**** TRECHO FORNECIDO ****
2.3.20

A casa

Nesta casa:
- moraram dez pessoas, com lotação máxima de seis, sempre.
- foram concebidas duas pessoas.
- nasceu uma menina.
- acabaram dois casamentos e alguns namoros.
- viveram uma cadela, seis gatos, 16 hamsters, incontáveis pássaros, duas tartarugas, quatro lagartixas, em torno de vinte peixes Beta, uma sapinha, muitas traças, aranhas e mosquitos (registra-se passagem e execução sumária de baratas também).
- três cachorros faziam visitas frequentes.
- uma das três máquinas de lavar pegou fogo; o aquecedor também.
- houve um arrombamento; os ladrões levaram um título de eleitor e a caixa da coleção de moedas de outros países.
- um gatinho do vizinho entrou pela janela.
- uma gatinha de rua foi enfiada pela janela pelo Cosmo, o porteiro, que acreditava que qualquer gato andando em frente ao prédio era daqui.
- houve três festas de réveillon.
- foi cenário de guerras com armamento de estilingue e munição de feijão, campo de futebol de bola de meia (proibido, mas ninguém respeitava), rinque de patinação, pista de skate, oficina de artes plásticas de geleca e argila.
- recebeu em torno de 800 crianças em cerca 40 festas infantis .
- e uns 200 adultos em cerca de 100 almoços cívicos, comemorações de aniversários, lanches, reuniões olímpicas, dos baronetes, das graças.
- um quarto tinha chão azul.
- uma veneziana quebrada nunca foi trocada porque nela estão pintadas com cola e sujeira as mãos de um menino levado.
- as grades sempre foram cenográficas e tiradas para pegar o que caísse no telhado da garagem – ou para soltar pipa na laje mesmo.
- o boxe do banheiro rachou seis vezes; na última, desistimos e botamos um pano de chão para secar a água que passa pelo trincado.
- havia exposição permanente de desenhos nas paredes da cozinha para cobrir os azulejos de galinhos de Portugal originais.
**** DADOS REGISTRADOS ****
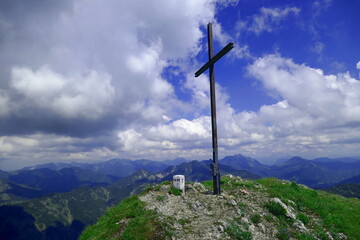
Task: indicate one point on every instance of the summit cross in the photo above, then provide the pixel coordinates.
****
**ATIVIDADES PROPOSTAS**
• A. Responda, com base no texto sobre a casa:
(i) Quantas pessoas moraram na casa?
(ii) O que os ladrões levaram no arrombamento?
(iii) Por que a veneziana quebrada nunca foi trocada?
• B. Prossiga o texto sobre a casa a partir do último item da lista, acrescentando novos itens no mesmo formato.

**RESPOSTAS POR ATIVIDADE**
• A.
(i) Dez pessoas, com lotação máxima de seis.
(ii) Um título de eleitor e a caixa da coleção de moedas de outros países.
(iii) Porque nela estão pintadas com cola e sujeira as mãos de um menino levado.

• B.
- tapetes só eram admitidos nos banheiros e na cozinha.
- a campainha nunca funcionou (uma tradição nesta família: todas as campainhas são quebradas ou inexistem; ninguém liga mesmo).
- as paredes sempre foram amareladas, amarelonas, amarelinhas.
- por quase vinte anos só teve chave e tranca na porta principal; a da cozinha continua sem chave; os armários são abertos com lápis ou facas; desapareceu a chave do único quarto que trocou a fechadura e ganhou um jogo inteiro.
- com a troca de moradores, por muito tempo deverão ser encontradas pecinhas minúsculas de Lego no fundo de armários e em cantinhos escuros, além de latas de pomada Minâncora e embalagens de fio dental, compradas semanalmente porque ninguém se lembrava de guardar num lugar determinado, que, aliás, jamais foi definido.
- sempre houve muitas plantas, que andam cabisbaixas, prevendo mudanças na rotina.
- nunca teve um açucareiro bonito ou funcional; raramente tinha açúcar, também. A nova casa terá um açucareiro lindo pra acolher-nos docemente.
- ficamos sem luz religiosamente três vezes a cada ano.
- há mais histórias para contar do que os livros que abrigou em suas estantes.
- assistimos à "Máquina Mortífera" no Natal, "Moulin Rouge", e todo o Indiana Jones, em qualquer oportunidade.
- quatro pessoas cresceram fortes, belas, sábias.
- não vou envelhecer.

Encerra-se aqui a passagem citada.